> [Set tasks]
a. In the Scala forum thread, which Spark method does the asker say does the job of combining values by key?
b. Retype the Scala forum thread, everything from "Reputation: 899" down to "10.0), (4, 2.0))".
c. Extend the Scala forum thread about summing tuple values by key, picking up from where it stops.

> [Source text]
Reputation: 899
I have list of tuples which contains userId
and point
. I want to combine or reduce this list by the key.
val points: List[(Int, Double)] = List(
(1, 1.0),
(2, 3.2),
(4, 2.0),
(1, 4.0),
(2, 6.8)
)
The expected result should look like:
List((1, 5.0), (2, 10.0), (4, 2.0))
I tried with groupBy
and mapValue
, but got an error:
val aggrPoint: Map[Int, Double] = incomes.groupBy(_._1).mapValues(seq => seq.reduce(_._2 + _._2))
Error:(16, 180) type mismatch;
found : Double
required: (Int, Double)
What am I doing wrong, and is there a idiomatic way to achieve this?
P.S) I found that in Spark aggregateByKey
does this job. But, is there a built-in method in Scala?
Upvotes: 1
Views: 12079
Reputation: 1568
Using collect
points.groupBy(_._1).collect{
case e => e._1 -> e._2.map(_._2).sum
}.toList
//res1: List[(Int, Double)] = List((2,10.0), (4,2.0), (1,5.0))
Upvotes: 0
Reputation: 41957
What am I doing wrong, and is there a idiomatic way to achieve this?
let's go step by step to see what are you doing wrong. (I am going to use REPL)
first of all lets define the points
scala> val points: List[(Int, Double)] = List(
| (1, 1.0),
| (2, 3.2),
| (4, 2.0),
| (1, 4.0),
| (2, 6.8)
| )
points: List[(Int, Double)] = List((1,1.0), (2,3.2), (4,2.0), (1,4.0), (2,6.8))
As you can see that you have List[Tuple2[Int, Double]]
so when you do groupBy
and mapValues
as
scala> points.groupBy(_._1).mapValues(seq => println(seq))
List((2,3.2), (2,6.8))
List((4,2.0))
List((1,1.0), (1,4.0))
res1: scala.collection.immutable.Map[Int,Unit] = Map(2 -> (), 4 -> (), 1 -> ())
You can see that seq
object is of List[Tuple2[Int, Double]]
again but only contains the grouped tuples as list.
So when you apply seq.reduce(_._2 + _._2)

Entries from a point annotation set:
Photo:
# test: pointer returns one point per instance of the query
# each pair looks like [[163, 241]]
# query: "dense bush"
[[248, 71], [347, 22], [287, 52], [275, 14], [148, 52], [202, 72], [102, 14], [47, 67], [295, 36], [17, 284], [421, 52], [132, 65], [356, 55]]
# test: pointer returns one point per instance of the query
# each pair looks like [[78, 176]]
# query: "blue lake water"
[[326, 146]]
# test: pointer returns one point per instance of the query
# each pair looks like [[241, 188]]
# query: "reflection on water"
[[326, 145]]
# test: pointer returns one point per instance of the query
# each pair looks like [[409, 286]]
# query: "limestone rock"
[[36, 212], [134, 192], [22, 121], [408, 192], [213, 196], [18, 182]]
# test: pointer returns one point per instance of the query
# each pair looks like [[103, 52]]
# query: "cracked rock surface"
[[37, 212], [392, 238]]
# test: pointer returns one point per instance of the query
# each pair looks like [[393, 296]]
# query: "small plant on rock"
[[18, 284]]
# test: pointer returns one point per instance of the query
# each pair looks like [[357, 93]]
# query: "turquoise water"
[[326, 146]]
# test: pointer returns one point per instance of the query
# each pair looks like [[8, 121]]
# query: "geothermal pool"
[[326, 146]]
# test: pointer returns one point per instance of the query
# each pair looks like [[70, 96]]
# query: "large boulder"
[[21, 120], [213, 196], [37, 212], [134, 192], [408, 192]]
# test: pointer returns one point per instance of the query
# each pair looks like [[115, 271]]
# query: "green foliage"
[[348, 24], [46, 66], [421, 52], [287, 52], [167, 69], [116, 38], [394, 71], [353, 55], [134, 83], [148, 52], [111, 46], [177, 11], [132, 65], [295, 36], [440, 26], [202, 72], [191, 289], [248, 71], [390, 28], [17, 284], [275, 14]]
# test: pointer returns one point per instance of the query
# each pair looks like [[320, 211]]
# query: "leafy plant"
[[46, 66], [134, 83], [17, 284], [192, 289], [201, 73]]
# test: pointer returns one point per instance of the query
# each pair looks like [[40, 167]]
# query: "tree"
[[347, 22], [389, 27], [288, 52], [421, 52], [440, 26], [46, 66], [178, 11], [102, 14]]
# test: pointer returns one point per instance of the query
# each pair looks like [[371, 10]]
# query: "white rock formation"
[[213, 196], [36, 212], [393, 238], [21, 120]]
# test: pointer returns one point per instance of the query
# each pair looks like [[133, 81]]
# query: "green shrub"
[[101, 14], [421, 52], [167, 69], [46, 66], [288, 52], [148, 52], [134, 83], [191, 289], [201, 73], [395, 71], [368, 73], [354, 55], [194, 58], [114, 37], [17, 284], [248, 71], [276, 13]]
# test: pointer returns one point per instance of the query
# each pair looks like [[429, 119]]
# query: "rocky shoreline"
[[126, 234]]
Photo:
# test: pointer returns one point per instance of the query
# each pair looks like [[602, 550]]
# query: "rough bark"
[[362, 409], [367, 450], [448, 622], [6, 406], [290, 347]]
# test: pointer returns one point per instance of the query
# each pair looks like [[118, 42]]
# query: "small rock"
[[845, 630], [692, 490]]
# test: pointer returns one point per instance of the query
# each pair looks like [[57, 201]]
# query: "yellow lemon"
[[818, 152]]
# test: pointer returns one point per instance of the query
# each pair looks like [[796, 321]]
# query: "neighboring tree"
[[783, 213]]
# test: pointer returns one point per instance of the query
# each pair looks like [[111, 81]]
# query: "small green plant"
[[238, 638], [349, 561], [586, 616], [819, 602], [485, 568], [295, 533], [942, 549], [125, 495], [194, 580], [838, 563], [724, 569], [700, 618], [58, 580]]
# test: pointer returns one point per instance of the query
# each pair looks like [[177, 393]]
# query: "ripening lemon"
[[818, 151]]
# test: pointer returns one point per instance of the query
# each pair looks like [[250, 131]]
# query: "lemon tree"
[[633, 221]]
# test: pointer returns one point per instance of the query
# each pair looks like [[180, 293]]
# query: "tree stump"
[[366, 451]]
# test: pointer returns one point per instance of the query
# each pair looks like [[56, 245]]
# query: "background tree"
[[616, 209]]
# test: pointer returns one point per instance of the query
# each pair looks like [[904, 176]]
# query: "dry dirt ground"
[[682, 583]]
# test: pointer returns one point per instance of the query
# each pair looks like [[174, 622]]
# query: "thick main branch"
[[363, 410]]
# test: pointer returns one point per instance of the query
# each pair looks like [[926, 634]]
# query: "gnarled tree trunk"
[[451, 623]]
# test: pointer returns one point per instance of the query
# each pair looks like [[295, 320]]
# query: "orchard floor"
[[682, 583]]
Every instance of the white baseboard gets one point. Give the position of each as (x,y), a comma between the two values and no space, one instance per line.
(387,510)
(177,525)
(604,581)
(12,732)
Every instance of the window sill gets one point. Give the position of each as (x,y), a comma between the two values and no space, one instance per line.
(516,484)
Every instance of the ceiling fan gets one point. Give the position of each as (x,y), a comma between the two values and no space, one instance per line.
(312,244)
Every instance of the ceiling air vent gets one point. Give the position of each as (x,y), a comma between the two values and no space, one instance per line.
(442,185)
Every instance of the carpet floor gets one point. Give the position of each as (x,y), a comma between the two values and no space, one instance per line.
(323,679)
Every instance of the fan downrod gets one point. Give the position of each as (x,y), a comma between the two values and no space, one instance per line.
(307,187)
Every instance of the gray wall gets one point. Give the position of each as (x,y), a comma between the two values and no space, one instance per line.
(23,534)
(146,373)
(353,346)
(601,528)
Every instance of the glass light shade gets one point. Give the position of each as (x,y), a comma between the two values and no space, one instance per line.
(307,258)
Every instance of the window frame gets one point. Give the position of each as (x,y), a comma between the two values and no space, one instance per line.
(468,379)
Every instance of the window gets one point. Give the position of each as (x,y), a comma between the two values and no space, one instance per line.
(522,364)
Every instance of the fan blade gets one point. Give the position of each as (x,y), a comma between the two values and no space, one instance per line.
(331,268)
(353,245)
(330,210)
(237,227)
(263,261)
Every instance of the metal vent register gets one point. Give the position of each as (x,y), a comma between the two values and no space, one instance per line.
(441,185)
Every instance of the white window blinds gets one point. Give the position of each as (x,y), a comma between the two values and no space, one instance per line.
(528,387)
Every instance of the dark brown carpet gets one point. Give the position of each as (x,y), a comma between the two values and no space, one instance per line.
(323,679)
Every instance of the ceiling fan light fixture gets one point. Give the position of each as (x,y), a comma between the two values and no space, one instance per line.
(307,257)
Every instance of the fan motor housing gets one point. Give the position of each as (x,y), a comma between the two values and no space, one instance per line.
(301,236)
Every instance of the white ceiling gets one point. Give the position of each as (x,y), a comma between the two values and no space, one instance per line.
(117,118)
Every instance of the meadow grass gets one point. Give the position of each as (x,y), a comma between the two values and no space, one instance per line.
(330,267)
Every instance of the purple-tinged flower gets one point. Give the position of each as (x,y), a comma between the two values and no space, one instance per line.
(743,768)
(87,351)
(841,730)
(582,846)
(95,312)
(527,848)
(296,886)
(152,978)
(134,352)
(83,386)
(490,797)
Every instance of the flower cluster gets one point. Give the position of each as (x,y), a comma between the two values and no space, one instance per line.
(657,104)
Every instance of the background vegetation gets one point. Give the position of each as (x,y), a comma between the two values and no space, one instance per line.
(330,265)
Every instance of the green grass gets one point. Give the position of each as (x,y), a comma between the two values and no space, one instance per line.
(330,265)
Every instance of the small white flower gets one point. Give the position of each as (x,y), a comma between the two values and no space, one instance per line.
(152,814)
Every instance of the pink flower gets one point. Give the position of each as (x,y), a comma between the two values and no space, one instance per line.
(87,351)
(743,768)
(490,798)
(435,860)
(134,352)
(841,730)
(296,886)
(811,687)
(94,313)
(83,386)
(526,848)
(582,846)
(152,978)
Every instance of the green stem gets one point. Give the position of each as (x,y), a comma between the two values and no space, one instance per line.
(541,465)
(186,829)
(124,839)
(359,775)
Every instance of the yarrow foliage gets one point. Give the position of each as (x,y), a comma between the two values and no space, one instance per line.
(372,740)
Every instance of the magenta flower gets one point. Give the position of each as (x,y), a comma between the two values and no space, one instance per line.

> [Answer set]
a. aggregateByKey

b.
Reputation: 899
I have list of tuples which contains userId
and point
. I want to combine or reduce this list by the key.
val points: List[(Int, Double)] = List(
(1, 1.0),
(2, 3.2),
(4, 2.0),
(1, 4.0),
(2, 6.8)
)
The expected result should look like:
List((1, 5.0), (2, 10.0), (4, 2.0))

c.
, the reduce
function takes two inputs of Tuple2[Int, Double]
but the output is Double
only which doesn't match for the next iteration on seq
as the expected input is Tuple2[Int, Double
]. Thats the main issue. All you have to do is match the input and output types for reduce
function
One way would be to match Tuple2[Int, Double]
as
scala> points.groupBy(_._1).mapValues(seq => seq.reduce{(x,y) => (x._1, x._2 + y._2)})
res6: scala.collection.immutable.Map[Int,(Int, Double)] = Map(2 -> (2,10.0), 4 -> (4,2.0), 1 -> (1,5.0))
But this isn't your desired output, so you can extract the double value from the reduced Tuple2[Int, Double]
as
scala> points.groupBy(_._1).mapValues(seq => seq.reduce{(x,y) => (x._1, x._2 + y._2)}._2)
res8: scala.collection.immutable.Map[Int,Double] = Map(2 -> 10.0, 4 -> 2.0, 1 -> 5.0)
or you can just use map
before you apply reduce
function as
scala> points.groupBy(_._1).mapValues(seq => seq.map(_._2).reduce(_ + _))
res3: scala.collection.immutable.Map[Int,Double] = Map(2 -> 10.0, 4 -> 2.0, 1 -> 5.0)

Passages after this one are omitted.